● Data to process:
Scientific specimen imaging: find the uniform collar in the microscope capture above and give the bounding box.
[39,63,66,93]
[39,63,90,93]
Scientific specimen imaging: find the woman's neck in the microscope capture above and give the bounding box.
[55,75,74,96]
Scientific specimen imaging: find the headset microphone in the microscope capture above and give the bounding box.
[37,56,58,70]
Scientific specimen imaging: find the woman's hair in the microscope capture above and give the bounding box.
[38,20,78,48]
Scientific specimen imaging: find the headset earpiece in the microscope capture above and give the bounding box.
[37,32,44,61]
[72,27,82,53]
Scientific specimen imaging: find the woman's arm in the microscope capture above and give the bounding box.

● Exercise directions: Rewrite all of the data above with every instance of "microscope capture" replaced by "slide scan", keeping everything else the same.

● Complete response:
Scientific specimen imaging: find the uniform collar in the slide scan above and give the bounding box.
[39,63,66,93]
[39,63,90,93]
Scientific specimen imaging: find the woman's neck in the slide scan above and give the bounding box.
[55,75,74,96]
Scientific specimen imaging: find the headset microphone in the slide scan above and give the bounding box.
[37,56,58,70]
Scientific specimen imaging: find the woman's hair in the slide scan above and give the bounding box.
[38,20,78,48]
Scientific specimen imaging: find the headset earpiece in the slide scan above and give the bounding box.
[37,32,44,61]
[72,27,82,53]
Scientific specimen imaging: find the woman's arm in the slide scan above and give the bounding box.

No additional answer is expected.